§ PROBLEM DETAILS:
Output every line of the data exactly as it appears.

+++++

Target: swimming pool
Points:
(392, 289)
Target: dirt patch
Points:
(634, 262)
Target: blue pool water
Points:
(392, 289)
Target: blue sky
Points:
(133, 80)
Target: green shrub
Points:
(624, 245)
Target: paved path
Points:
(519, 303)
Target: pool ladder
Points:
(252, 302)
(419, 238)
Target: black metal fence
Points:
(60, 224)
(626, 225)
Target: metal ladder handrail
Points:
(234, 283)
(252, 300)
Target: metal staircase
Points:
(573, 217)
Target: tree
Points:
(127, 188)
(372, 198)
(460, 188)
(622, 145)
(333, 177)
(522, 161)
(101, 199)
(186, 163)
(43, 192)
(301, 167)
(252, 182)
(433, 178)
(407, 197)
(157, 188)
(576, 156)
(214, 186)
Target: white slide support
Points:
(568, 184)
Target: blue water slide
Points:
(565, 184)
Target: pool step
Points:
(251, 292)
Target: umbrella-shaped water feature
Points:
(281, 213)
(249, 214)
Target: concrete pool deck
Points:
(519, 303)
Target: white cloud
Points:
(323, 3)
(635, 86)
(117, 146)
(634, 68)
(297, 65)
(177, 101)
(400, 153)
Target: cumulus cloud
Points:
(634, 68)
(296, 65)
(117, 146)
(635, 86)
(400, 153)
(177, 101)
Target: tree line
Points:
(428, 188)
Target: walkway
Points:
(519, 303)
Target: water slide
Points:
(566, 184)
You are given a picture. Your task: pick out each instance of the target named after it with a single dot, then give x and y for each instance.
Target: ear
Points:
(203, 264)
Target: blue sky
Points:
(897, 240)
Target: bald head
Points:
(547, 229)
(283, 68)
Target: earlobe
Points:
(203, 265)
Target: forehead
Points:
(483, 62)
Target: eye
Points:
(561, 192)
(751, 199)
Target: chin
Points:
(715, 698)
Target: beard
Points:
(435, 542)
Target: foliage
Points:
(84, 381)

+++++

§ PROBLEM SOLUTION:
Target: swimming pool
Points:
(392, 289)
Target: dirt patch
Points:
(634, 262)
Target: blue pool water
Points:
(392, 289)
Target: blue sky
Points:
(133, 80)
Target: green shrub
Points:
(624, 245)
Target: paved path
Points:
(519, 303)
Target: pool ladder
Points:
(252, 302)
(419, 238)
Target: black metal fence
Points:
(60, 224)
(626, 225)
Target: metal ladder handrail
Points:
(234, 283)
(252, 300)
Target: metal staircase
Points:
(573, 217)
Target: tree
Points:
(127, 188)
(372, 198)
(460, 188)
(622, 145)
(333, 177)
(522, 161)
(101, 199)
(186, 163)
(43, 192)
(301, 167)
(252, 182)
(433, 178)
(407, 197)
(157, 188)
(576, 156)
(214, 186)
Target: white slide support
Points:
(568, 184)
Target: blue water slide
Points:
(565, 184)
Target: pool step
Points:
(251, 292)
Target: umbrella-shaped water feature
Points:
(281, 213)
(249, 214)
Target: concrete pool deck
Points:
(519, 303)
Target: white cloud
Points:
(323, 3)
(635, 86)
(117, 146)
(634, 68)
(297, 65)
(177, 101)
(400, 153)
Target: cumulus cloud
Points:
(634, 68)
(296, 65)
(117, 146)
(635, 86)
(400, 153)
(177, 101)
Target: tree line
Points:
(428, 188)
Target: walkway
Points:
(519, 303)
Target: water slide
Points:
(566, 184)
You are given a picture. Your task: pick out each instance of the target named after it with a single dot, then give x and y for each instance.
Target: ear
Points:
(203, 264)
Target: blue sky
Points:
(897, 240)
Target: bald head
Points:
(547, 229)
(283, 68)
Target: earlobe
Points:
(203, 265)
Target: forehead
Points:
(483, 62)
Target: eye
Points:
(561, 192)
(751, 199)
Target: chin
Points:
(715, 698)
Target: beard
Points:
(435, 542)
Target: foliage
Points:
(84, 381)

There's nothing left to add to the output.